*** PAGE TEXT ***

Lesions in the lungs and shrunken adrenal glands distinguish dolphins that washed up dead in the Gulf of Mexico between June 2010 and December 2012 compared with those found in beachings elsewhere. As a result, researchers have linked the mass deaths to BP's oil spill. "The dolphins have adrenal disease and lung disease consistent with exposure to petroleum products," explains Stephanie Venn-Watson, lead author of the study published in PLoS One and veterinarian at the National Marine Mammal Foundation in San Diego.

The researchers did not start out by blaming oil, first considering the most likely possibilities for many dolphins washing ashore dead. That list of suspects includes diseases like morbillivirus, poisoning by blooms of toxin-producing algae or even unusually cold weather. But BP's blowout in the Gulf of Mexico beginning on April 20, 2010, added oil to this collection. There were three mass strandings of dolphins on the Gulf coast from the Texas–Louisiana border to Florida, more than 1,000 dead dolphins in all, including babies. Based on the timing and the lack of other discernible causes, scientists had hypothesized that there might be a link between the oil spill and the unusual dolphin deaths.

Now the analysis of tissue from 46 dolphins from the region of the spill compared with 106 dead dolphins from elsewhere—North Carolina, South Carolina and unaffected parts of Florida and Texas—shows that the Gulf dolphins had abnormal adrenal glands and weaker lungs. This analysis matches the health problems found in a survey of living Gulf dolphins in Barataria Bay, La., in 2011, which showed lung debility and poorly functioning adrenal systems. This also matches the results from other toxicology experiments, such as feeding mink oil to understand the impacts of exposure. The mink had shrunken adrenal glands, among other lab animals to show such impacts from oil exposure.

The Gulf coast dolphins were also four times more likely to have died from an infectious disease—such as opportunistic bacterial pneumonia—than the dolphins from elsewhere. Without enough of the adrenal hormones like cortisol, which protects against physical stresses, the Gulf dolphins were liable to be more susceptible to infection and cold temperatures.

People who inhale hydrocarbons like those present during the oil spill often contract pneumonia. Dolphins are even more vulnerable to inhaling some of the hydrocarbons that can be present in air during an oil spill, given that a single breath is taken right at the water's surface amidst the oily sheen. A single dolphin inhalation/exhalation also exchanges more than three quarters of the lungs’ air capacity without any kind of filter, like nose hairs. The air that reaches the lungs is held for an extended period of time as well. Kathleen Colegrove, a veterinary pathologist from the University of Illinois at Urbana–Champaign, characterized the lung lesions in the Gulf bottlenoses as the "most severe" she had seen in 13 years of examining dead dolphins' lungs from all U.S. coastal waters.

The lack of information on the health of bottlenose dolphins prior to the 2010 spill—and chronic exposure to petroleum in the industrialized Gulf of Mexico coastal waters—complicate this diagnosis. BP disputes the link, according to BP America spokesman Geoff Morrell. But the absence of any of the other typical causes of mass dolphin deaths suggest that BP's oil spill helped kill these dolphins. As Venn-Watson says: "The extensive evidence leaves no feasible alternative causes to explain the timing, location and nature of these unusual and deadly conditions."

*** End of PAGE TEXT ***
*** GIVEN DATA ***

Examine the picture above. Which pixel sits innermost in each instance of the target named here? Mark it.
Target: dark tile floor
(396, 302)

*** End of GIVEN DATA ***

**EXERCISE SET:**
1 – Repeat the dolphin article above word for word, from "The researchers did" to "unusual dolphin deaths.".
2 – In the dolphin article above, how many dead dolphins from outside the spill region were compared with the Gulf dolphins?

**ANSWERS TO THE PROBLEMS:**
1 –
The researchers did not start out by blaming oil, first considering the most likely possibilities for many dolphins washing ashore dead. That list of suspects includes diseases like morbillivirus, poisoning by blooms of toxin-producing algae or even unusually cold weather. But BP's blowout in the Gulf of Mexico beginning on April 20, 2010, added oil to this collection. There were three mass strandings of dolphins on the Gulf coast from the Texas–Louisiana border to Florida, more than 1,000 dead dolphins in all, including babies. Based on the timing and the lack of other discernible causes, scientists had hypothesized that there might be a link between the oil spill and the unusual dolphin deaths.

2 – 106 dead dolphins.